- WRITTEN EXERCISE -
Can you reproduce every one of the records below word for word, line by line, without changing anything?
◆ ◆ ◆
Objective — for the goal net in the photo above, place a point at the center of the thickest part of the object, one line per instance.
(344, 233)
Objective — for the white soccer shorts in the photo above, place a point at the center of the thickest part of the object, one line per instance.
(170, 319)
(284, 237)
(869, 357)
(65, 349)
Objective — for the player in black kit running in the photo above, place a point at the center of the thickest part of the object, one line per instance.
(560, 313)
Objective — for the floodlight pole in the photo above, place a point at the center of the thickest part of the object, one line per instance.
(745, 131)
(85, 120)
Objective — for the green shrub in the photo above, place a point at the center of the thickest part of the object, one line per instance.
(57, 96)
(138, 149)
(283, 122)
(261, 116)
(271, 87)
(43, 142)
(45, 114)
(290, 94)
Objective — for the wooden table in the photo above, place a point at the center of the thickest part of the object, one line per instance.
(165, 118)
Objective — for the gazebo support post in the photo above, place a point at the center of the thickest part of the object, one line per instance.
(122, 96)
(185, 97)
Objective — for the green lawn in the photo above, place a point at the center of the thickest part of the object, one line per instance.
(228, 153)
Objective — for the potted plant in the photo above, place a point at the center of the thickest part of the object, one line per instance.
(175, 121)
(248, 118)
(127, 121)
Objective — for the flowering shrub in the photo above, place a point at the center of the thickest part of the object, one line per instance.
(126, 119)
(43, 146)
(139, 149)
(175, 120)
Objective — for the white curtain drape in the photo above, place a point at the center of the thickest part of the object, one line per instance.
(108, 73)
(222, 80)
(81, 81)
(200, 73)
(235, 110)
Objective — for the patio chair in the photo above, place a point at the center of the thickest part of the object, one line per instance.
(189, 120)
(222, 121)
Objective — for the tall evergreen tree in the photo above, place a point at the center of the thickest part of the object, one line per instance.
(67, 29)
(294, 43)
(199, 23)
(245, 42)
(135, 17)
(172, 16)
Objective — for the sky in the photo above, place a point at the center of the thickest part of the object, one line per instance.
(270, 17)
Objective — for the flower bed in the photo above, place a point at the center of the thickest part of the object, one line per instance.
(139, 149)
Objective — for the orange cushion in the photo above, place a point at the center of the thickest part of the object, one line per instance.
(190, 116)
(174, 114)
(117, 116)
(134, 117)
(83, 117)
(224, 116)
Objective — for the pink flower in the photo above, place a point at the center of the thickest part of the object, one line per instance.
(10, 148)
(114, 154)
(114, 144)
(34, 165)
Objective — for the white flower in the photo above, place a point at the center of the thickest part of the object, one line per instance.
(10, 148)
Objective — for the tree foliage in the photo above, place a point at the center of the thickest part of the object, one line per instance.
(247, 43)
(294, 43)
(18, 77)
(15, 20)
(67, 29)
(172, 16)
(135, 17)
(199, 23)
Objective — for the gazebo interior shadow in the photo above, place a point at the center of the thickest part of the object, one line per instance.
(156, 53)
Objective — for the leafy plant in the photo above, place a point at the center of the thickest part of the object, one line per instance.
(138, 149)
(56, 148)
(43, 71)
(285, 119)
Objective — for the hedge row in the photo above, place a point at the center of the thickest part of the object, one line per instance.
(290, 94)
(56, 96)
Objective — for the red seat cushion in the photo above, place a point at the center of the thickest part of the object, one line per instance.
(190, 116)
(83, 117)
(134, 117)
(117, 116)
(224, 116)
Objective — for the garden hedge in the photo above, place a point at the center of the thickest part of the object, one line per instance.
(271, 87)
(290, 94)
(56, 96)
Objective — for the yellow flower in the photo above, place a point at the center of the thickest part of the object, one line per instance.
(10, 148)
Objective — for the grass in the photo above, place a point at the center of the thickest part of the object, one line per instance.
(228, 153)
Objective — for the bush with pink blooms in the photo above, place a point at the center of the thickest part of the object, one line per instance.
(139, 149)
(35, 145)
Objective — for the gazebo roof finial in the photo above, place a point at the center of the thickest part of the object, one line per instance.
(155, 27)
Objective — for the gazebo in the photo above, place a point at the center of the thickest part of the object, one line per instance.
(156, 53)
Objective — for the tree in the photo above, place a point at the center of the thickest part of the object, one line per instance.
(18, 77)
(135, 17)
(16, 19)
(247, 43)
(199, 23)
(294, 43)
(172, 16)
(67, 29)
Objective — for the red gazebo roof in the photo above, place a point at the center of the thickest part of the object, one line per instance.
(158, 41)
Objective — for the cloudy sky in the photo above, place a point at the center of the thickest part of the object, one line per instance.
◆ ◆ ◆
- COMPLETE RESPONSE -
Objective — for the goal net in the photo above, place a point at the center of the thickest part of the object, one line per instance.
(344, 233)
Objective — for the white soccer shorts in the photo above, place a point at the center of the thickest part of the object, one line per instance.
(170, 319)
(284, 237)
(869, 357)
(65, 349)
Objective — for the player in black kit running in the photo above, place a point at the center of the thickest part of the object, one line per instance.
(560, 313)
Objective — for the floodlight pole in the photo above, place a point at the center of the thickest part of the object, one line per instance.
(745, 131)
(85, 120)
Objective — for the green shrub in the photo above, place a point at the center of the thickest part of the object, one line per instance.
(57, 96)
(138, 149)
(283, 122)
(261, 116)
(271, 87)
(43, 142)
(45, 114)
(290, 94)
Objective — for the wooden table in the photo above, place a point at the center of the thickest part of the object, one line per instance.
(165, 118)
Objective — for the gazebo support post in the photo above, place a point at the center of the thickest part of the object, one line per instance.
(122, 96)
(185, 97)
Objective — for the green lawn in the photo above, place a point at the center of the thickest part of the object, one line per instance.
(228, 153)
Objective — for the potted plant in the photo above, place a point at the center of the thickest part of the object, one line per instance.
(175, 121)
(248, 118)
(127, 121)
Objective — for the flowering shrub in the photo above, place a point at the center of the thickest part of the object, one line per instance.
(126, 119)
(43, 146)
(139, 149)
(175, 120)
Objective — for the white curtain drape in the photo above, place a point at the center of the thickest part of the object, one line per instance.
(108, 73)
(222, 80)
(81, 81)
(200, 73)
(235, 110)
Objective — for the patio chair in the photo above, place a point at the center of the thickest part of the object, one line per instance.
(189, 120)
(222, 121)
Objective — for the tall evergreen tree in the photo above, place a point at the center of the thickest part of the object, one line per instance.
(67, 29)
(294, 43)
(199, 23)
(245, 42)
(135, 17)
(172, 16)
Objective — for the sky in the photo above, place a point at the center of the thickest part of the object, one line per instance.
(270, 17)
Objective — for the flower bed in the photo above, place a point at the center of the thickest part of the object, one line per instance.
(139, 149)
Objective — for the orange cushion in the photo above, place a point at the center of the thickest part of the object, one line per instance.
(190, 116)
(174, 114)
(117, 116)
(134, 117)
(83, 117)
(224, 116)
Objective — for the pink flower in the photo above, place a point at the center of the thickest part of the object, one line per instance.
(10, 148)
(114, 154)
(114, 144)
(34, 165)
Objective — for the white flower in the photo above, place a point at the center of the thickest part of the object, one line per instance.
(10, 148)
Objective — for the tree foliage in the photo above, place a point at the center of the thickest part of the object, one line per instance.
(247, 43)
(294, 43)
(18, 77)
(15, 20)
(67, 29)
(172, 16)
(135, 17)
(199, 23)
Objective — for the gazebo interior shadow in the photo above, place a point at the center of the thickest part of the object, one line per instance.
(156, 53)
Objective — for the leafy plant in the photo above, place a point at the center of the thickest part of the object, one line per instance.
(138, 149)
(56, 148)
(43, 71)
(285, 119)
Objective — for the hedge row in the photo above, place a point at the center of the thickest part of the object, one line per instance.
(290, 94)
(56, 96)
Objective — for the red seat cushion in the photo above, place a point at the center of the thickest part of the object, one line per instance.
(190, 116)
(83, 117)
(134, 117)
(117, 116)
(224, 116)
Objective — for the garden hedge in the photo above, place a point at the center of the thickest part of the object, one line per instance.
(271, 87)
(290, 94)
(56, 96)
Objective — for the yellow flower in the photo above, place a point at the center of the thickest part of the object, one line per instance.
(10, 148)
Objective — for the grass in the photo above, place a point at the center of the thickest part of the object, one line per instance.
(228, 153)
Objective — for the bush with pink blooms in the photo above, place a point at the center of the thickest part of the object, one line per instance.
(139, 149)
(35, 145)
Objective — for the gazebo roof finial in the photo above, place a point at the center of the thickest part of the object, one line per instance.
(155, 27)
Objective — for the gazebo in the photo above, place a point at the center of the thickest part of the object, one line per instance.
(156, 53)
Objective — for the tree in the photo above, place a point at the center of the thickest part of the object, one line per instance.
(18, 77)
(135, 17)
(16, 19)
(247, 43)
(199, 23)
(294, 43)
(172, 16)
(67, 29)
Objective — for the red gazebo roof in the photo above, place a point at the center of the thickest part of the object, one line per instance.
(158, 41)
Objective — for the cloudy sky in the photo above, place a point at the center of the thickest part of the object, one line per instance.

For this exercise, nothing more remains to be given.